-------- RECORDS SHOWN
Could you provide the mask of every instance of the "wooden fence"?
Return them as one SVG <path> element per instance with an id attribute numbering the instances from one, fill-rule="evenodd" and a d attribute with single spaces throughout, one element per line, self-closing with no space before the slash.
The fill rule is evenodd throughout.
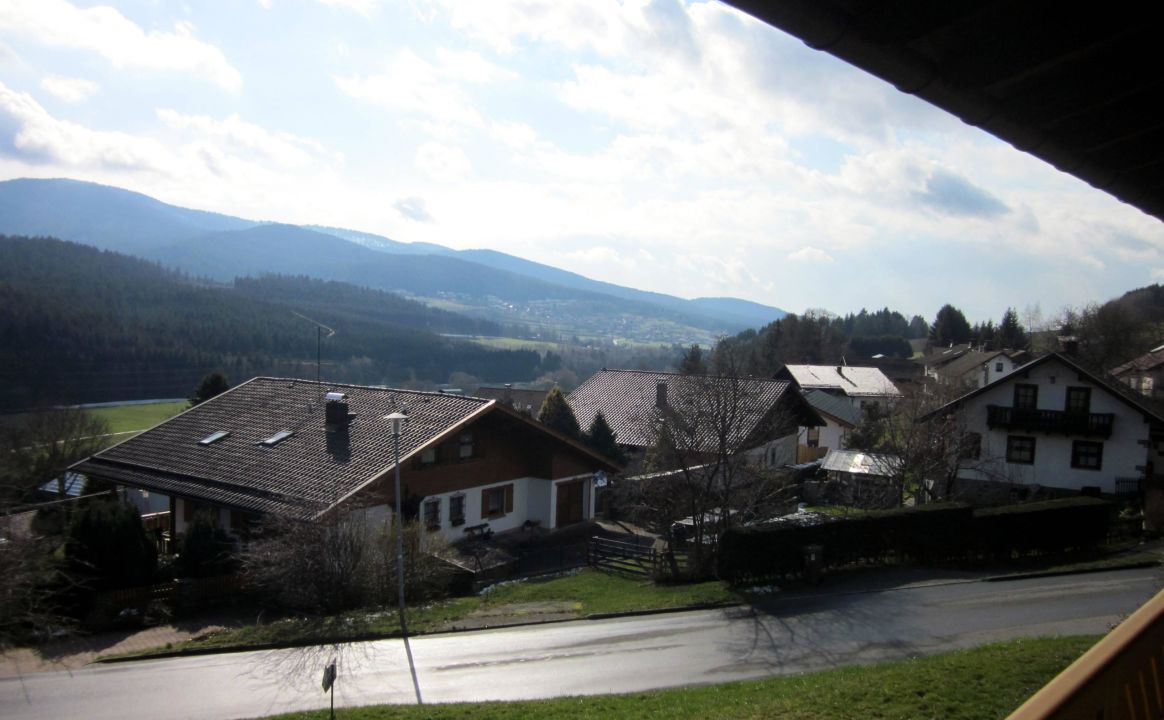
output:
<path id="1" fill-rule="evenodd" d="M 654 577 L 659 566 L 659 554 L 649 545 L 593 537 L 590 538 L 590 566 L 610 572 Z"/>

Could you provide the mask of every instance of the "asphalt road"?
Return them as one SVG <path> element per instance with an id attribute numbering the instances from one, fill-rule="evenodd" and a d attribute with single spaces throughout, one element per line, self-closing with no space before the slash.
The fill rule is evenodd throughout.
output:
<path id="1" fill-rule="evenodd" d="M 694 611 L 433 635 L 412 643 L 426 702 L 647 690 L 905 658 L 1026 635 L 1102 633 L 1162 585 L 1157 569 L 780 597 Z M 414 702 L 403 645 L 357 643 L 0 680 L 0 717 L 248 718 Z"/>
----------------
-------- RECORDS SHOWN
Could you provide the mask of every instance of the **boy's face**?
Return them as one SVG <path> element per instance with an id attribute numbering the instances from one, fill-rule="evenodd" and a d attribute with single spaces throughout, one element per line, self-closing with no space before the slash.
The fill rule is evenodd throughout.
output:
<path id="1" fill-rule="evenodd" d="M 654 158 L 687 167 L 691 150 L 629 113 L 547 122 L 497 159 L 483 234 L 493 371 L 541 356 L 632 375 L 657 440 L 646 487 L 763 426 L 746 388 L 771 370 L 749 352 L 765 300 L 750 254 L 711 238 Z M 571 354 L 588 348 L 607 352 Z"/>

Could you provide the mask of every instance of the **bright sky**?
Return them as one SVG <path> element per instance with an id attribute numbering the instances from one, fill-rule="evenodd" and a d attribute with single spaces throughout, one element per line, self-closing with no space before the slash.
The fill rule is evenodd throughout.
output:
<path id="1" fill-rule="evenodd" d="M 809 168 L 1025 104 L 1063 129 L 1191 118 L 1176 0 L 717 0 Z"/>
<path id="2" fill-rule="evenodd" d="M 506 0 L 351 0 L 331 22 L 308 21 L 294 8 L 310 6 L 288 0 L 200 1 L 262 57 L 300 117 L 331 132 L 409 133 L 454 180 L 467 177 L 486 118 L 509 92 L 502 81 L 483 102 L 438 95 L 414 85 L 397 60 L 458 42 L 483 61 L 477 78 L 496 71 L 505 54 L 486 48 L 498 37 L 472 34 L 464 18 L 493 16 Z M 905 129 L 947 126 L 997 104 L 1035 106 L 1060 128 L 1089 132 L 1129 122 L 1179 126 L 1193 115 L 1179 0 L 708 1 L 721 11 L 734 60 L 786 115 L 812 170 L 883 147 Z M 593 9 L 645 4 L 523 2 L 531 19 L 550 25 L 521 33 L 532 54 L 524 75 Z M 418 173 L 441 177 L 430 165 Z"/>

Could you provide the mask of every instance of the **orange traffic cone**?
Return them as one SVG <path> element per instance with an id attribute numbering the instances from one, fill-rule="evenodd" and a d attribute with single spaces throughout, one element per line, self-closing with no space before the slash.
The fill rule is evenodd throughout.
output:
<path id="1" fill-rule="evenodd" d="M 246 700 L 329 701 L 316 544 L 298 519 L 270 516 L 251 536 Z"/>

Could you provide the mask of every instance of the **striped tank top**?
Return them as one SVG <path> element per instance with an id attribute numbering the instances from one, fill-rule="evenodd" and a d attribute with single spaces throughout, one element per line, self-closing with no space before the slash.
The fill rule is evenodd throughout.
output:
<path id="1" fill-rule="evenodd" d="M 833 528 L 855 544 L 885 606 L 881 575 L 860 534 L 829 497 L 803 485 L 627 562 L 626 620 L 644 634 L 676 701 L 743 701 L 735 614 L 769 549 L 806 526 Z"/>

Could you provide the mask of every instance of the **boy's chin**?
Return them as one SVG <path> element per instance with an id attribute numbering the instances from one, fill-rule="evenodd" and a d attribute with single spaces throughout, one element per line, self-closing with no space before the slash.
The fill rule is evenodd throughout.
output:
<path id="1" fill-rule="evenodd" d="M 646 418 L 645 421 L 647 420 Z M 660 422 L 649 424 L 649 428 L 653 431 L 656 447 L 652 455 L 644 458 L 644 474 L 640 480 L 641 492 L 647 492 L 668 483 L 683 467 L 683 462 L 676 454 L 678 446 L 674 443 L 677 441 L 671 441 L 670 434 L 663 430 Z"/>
----------------
__BRIEF__. Within the material above, please work out how many lines contain the word "provide" and give that number by itself.

__ANSWER BOX__. 7